WORK INSTRUCTION
Could each entry below be printed again exactly as given?
[[ SUPPLIED RECORDS, beginning ]]
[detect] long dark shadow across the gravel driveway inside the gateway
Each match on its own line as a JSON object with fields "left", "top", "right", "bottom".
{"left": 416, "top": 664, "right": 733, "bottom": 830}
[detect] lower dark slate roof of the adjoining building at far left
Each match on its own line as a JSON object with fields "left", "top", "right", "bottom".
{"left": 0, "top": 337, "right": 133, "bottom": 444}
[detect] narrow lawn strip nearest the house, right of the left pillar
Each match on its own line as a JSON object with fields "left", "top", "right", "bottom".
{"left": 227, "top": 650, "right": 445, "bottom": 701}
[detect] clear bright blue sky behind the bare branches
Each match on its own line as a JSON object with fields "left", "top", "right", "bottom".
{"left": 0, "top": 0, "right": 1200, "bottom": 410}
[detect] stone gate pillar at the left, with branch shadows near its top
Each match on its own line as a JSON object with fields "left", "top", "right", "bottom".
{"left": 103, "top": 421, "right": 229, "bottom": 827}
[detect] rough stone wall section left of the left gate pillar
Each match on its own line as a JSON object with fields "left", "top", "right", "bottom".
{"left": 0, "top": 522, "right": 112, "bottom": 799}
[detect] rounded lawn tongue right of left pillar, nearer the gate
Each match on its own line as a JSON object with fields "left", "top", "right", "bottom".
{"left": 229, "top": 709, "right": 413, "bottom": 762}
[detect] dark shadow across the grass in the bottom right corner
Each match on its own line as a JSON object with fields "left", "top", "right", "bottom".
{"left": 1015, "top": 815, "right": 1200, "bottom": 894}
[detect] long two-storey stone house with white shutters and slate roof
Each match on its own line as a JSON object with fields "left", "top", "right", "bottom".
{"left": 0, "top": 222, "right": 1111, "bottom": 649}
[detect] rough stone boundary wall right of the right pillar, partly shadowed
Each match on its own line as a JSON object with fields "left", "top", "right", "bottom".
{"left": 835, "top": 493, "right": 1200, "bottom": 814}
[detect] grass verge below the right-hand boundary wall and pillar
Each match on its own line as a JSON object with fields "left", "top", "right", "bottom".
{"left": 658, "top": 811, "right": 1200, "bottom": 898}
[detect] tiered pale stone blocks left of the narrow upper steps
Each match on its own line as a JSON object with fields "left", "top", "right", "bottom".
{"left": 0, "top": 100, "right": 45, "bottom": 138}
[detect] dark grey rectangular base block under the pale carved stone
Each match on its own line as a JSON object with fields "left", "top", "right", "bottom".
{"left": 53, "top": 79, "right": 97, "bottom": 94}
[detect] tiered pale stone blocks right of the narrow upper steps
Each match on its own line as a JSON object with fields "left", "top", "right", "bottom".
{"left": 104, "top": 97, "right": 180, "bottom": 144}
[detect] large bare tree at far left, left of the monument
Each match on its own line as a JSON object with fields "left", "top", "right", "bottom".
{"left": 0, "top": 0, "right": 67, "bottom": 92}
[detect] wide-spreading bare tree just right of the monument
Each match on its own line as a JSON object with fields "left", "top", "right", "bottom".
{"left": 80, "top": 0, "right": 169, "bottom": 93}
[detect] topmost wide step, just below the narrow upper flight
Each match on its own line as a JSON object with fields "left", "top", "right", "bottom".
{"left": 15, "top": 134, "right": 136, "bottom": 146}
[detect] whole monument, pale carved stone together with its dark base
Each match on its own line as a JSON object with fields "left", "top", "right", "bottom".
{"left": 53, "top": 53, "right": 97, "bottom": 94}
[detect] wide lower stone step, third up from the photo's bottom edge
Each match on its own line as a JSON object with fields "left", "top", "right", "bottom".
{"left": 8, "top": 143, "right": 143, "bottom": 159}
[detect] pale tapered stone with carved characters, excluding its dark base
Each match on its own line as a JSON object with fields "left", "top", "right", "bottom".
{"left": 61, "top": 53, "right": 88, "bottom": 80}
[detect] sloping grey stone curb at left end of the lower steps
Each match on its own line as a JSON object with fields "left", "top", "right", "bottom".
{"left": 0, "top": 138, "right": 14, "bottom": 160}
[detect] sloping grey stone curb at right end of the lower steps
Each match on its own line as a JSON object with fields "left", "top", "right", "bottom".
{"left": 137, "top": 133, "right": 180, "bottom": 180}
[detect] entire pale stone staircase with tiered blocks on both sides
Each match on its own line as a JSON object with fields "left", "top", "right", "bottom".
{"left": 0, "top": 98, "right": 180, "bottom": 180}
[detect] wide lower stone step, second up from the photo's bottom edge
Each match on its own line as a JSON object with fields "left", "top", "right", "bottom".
[[ SUPPLIED RECORDS, end ]]
SOLUTION
[detect] long dark shadow across the gravel driveway inside the gateway
Each match on its own line as a JSON object with fields "left", "top", "right", "bottom".
{"left": 416, "top": 664, "right": 733, "bottom": 830}
[detect] lower dark slate roof of the adjoining building at far left
Each match on its own line as a JSON object with fields "left", "top", "right", "bottom".
{"left": 0, "top": 337, "right": 133, "bottom": 444}
[detect] narrow lawn strip nearest the house, right of the left pillar
Each match on its own line as a JSON object with fields "left", "top", "right", "bottom".
{"left": 227, "top": 650, "right": 445, "bottom": 701}
[detect] clear bright blue sky behind the bare branches
Each match on its own line as a JSON object with fields "left", "top", "right", "bottom".
{"left": 0, "top": 0, "right": 1200, "bottom": 410}
[detect] stone gate pillar at the left, with branch shadows near its top
Each match on its own line as a JSON object with fields "left", "top", "right", "bottom".
{"left": 103, "top": 421, "right": 229, "bottom": 827}
[detect] rough stone wall section left of the left gate pillar
Each match on its own line as a JSON object with fields "left", "top", "right", "bottom".
{"left": 0, "top": 522, "right": 112, "bottom": 799}
[detect] rounded lawn tongue right of left pillar, nearer the gate
Each match on its own line as a JSON object with fields "left", "top", "right", "bottom".
{"left": 229, "top": 709, "right": 413, "bottom": 762}
[detect] dark shadow across the grass in the bottom right corner
Each match on its own line as a JSON object with fields "left", "top", "right", "bottom".
{"left": 1015, "top": 815, "right": 1200, "bottom": 894}
[detect] long two-storey stone house with white shutters and slate roof
Each match on its own line as a JSON object with fields "left", "top", "right", "bottom".
{"left": 0, "top": 222, "right": 1111, "bottom": 649}
[detect] rough stone boundary wall right of the right pillar, partly shadowed
Each match on its own line as a JSON object with fields "left", "top", "right", "bottom".
{"left": 835, "top": 493, "right": 1200, "bottom": 814}
[detect] grass verge below the right-hand boundary wall and pillar
Each match on its own line as a JSON object with fields "left", "top", "right", "bottom".
{"left": 658, "top": 811, "right": 1200, "bottom": 898}
[detect] tiered pale stone blocks left of the narrow upper steps
Each match on its own line as a JSON object with fields "left", "top", "right", "bottom".
{"left": 0, "top": 100, "right": 45, "bottom": 138}
[detect] dark grey rectangular base block under the pale carved stone
Each match on its own line as a JSON object with fields "left", "top", "right", "bottom".
{"left": 53, "top": 79, "right": 97, "bottom": 94}
[detect] tiered pale stone blocks right of the narrow upper steps
Each match on its own line as a JSON object with fields "left", "top", "right", "bottom".
{"left": 104, "top": 97, "right": 180, "bottom": 144}
[detect] large bare tree at far left, left of the monument
Each match on its own line as a JSON object with fields "left", "top", "right", "bottom".
{"left": 0, "top": 0, "right": 67, "bottom": 92}
[detect] wide-spreading bare tree just right of the monument
Each match on its own line as a JSON object with fields "left", "top", "right", "bottom".
{"left": 80, "top": 0, "right": 169, "bottom": 93}
[detect] topmost wide step, just below the narrow upper flight
Each match on its own line as a JSON object with fields "left", "top", "right", "bottom".
{"left": 15, "top": 134, "right": 136, "bottom": 146}
[detect] whole monument, pale carved stone together with its dark base
Each match on its own line as a JSON object with fields "left", "top", "right", "bottom".
{"left": 53, "top": 53, "right": 97, "bottom": 94}
[detect] wide lower stone step, third up from the photo's bottom edge
Each match on its own line as a JSON object with fields "left", "top", "right", "bottom".
{"left": 8, "top": 143, "right": 143, "bottom": 159}
[detect] pale tapered stone with carved characters, excluding its dark base
Each match on its own line as a JSON object with fields "left", "top", "right", "bottom".
{"left": 61, "top": 53, "right": 88, "bottom": 80}
[detect] sloping grey stone curb at left end of the lower steps
Each match on its own line as a JSON object with fields "left", "top", "right", "bottom".
{"left": 0, "top": 138, "right": 14, "bottom": 160}
[detect] sloping grey stone curb at right end of the lower steps
Each match on its own line as a JSON object with fields "left", "top", "right", "bottom".
{"left": 137, "top": 133, "right": 180, "bottom": 180}
[detect] entire pale stone staircase with tiered blocks on both sides
Each match on its own line as a JSON object with fields "left", "top", "right", "bottom".
{"left": 0, "top": 98, "right": 180, "bottom": 180}
[detect] wide lower stone step, second up from the photo's bottom edge
Each match on its own line as a JSON object with fields "left", "top", "right", "bottom".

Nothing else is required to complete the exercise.